## Set task 1
Gather every line of the entries that contains the string "railing", matching case exactly.

## Document excerpt
Reputation: 43440
I would like to download Google Trends csv data using wget, but I'm unfamiliar with using wget. An example URL is:
Opening this with a web browser, I retrieve the expected file. To do this with wget, I tried the following command:
wget "http://www.google.com/insights/search/overviewReport?cat=71&geo=US&q=apple&date&cmpt=q&content=1&export=1" -O report.csv
which results in the following:
<html><head><title>Redirecting</title>
<meta http-equiv="refresh" content="0; url='http://www.google.com/insights/search#content=1&cat=71&geo=US&q=apple&date&cmpt=q'"></head>
<body bgcolor="#ffffff" text="#000000" link="#0000cc" vlink="#551a8b" alink="#ff0000"><script type="text/javascript" language="javascript">
location.replace("http://www.google.com/insights/search#content\x3d1\x26cat\x3d71\x26geo\x3dUS\x26q\x3dapple\x26date\x26cmpt\x3dq")
</script></body></html>
My first guess is that wget
doesn't have access to cookies with proper authentication.
Anybody?
Upvotes: 0
Views: 3327
Reputation: 368251
You are getting a redirect message. The URL in the location.replace
bit and you get a valid index.html
from Google is you that URL in a second call to wget
.
Methinks you simply don't have the proper URL from where the csv data is downloaded. For a working example of how to 'hit' a CGI interface with a downloader, look at R's get.hist.quote()
in the tseries package.
Edit: Here is what get.hist.quote() does:
R> IBM <- get.hist.quote("IBM")
trying URL 'http://chart.yahoo.com/table.csv?s=IBM&a=0&b=02&c=1991&d=9&e=08&f=2009&g=d&q=q&y=0&z=IBM&x=.csv'
Content type 'text/csv' length unknown
opened URL
.......... .......... .......... .......... ..........
.......... .......... .......... .......... ..........
.......... .......... .......... .......... ..........
.......... .......... .......... .......... ..........
.......... .......... .......... ......
downloaded 236 Kb
R>
You could hit that same URL directly as shown in the code you could study. If you need cookies you may need to look at Duncan TL's code to hit Google Docs etc.
Upvotes: 2

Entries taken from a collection
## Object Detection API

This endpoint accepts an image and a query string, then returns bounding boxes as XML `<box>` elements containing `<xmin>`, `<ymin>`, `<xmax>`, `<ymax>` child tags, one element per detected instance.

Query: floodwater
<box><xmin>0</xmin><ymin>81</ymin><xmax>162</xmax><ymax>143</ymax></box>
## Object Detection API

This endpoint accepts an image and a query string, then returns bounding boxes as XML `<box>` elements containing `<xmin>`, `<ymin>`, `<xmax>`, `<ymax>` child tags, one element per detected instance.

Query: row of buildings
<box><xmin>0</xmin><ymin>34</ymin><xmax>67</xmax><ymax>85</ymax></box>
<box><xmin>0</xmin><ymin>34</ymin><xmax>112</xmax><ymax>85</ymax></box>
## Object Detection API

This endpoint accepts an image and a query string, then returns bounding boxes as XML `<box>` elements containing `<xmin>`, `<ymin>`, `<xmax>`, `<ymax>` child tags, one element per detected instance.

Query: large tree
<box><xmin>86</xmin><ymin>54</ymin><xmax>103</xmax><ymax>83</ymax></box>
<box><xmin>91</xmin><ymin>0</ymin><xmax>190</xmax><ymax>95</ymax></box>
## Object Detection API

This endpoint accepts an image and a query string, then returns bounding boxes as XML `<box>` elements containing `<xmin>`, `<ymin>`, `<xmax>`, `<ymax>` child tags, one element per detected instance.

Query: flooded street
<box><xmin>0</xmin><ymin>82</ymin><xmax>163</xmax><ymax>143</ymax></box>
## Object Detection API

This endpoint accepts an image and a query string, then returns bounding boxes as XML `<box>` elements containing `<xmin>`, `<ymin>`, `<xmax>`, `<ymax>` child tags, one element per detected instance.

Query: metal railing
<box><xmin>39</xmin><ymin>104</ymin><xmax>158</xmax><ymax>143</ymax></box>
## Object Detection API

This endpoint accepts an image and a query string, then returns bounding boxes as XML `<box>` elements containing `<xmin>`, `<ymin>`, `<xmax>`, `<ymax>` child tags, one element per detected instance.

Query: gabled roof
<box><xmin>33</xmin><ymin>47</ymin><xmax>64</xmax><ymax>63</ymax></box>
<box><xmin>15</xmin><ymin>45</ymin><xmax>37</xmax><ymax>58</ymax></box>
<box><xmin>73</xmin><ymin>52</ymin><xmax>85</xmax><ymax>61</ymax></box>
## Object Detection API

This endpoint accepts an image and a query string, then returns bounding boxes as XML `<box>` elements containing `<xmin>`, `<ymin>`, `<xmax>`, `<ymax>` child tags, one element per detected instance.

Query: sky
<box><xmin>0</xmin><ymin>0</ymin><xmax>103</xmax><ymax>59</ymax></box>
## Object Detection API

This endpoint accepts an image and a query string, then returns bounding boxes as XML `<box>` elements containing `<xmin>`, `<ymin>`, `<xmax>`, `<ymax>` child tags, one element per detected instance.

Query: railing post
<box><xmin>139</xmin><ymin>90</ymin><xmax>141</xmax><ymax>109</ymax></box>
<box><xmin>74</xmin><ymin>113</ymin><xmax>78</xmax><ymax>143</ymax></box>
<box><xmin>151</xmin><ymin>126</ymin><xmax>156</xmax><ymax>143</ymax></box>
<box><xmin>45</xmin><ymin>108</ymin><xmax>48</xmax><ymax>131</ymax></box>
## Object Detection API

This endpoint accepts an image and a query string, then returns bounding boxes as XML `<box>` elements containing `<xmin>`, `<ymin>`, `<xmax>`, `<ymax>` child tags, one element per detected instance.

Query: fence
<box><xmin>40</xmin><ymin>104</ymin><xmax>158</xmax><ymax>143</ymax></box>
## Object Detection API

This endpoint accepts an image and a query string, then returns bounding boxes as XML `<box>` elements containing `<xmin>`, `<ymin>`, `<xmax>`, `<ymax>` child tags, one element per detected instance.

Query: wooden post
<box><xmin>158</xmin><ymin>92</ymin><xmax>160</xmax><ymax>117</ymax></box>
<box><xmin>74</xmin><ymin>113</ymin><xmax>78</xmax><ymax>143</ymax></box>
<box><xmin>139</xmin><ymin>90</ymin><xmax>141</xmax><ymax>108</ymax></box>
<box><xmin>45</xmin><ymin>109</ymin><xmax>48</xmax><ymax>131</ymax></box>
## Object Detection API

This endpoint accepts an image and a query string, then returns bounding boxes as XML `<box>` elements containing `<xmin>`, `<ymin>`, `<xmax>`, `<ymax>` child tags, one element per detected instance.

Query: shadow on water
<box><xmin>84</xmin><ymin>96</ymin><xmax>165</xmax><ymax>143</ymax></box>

## Set task 2
In the wget forum thread, which R function from the tseries package does the reply recommend studying?

## Finished answer 1
Query: metal railing
Query: railing post

## Finished answer 2
get.hist.quote()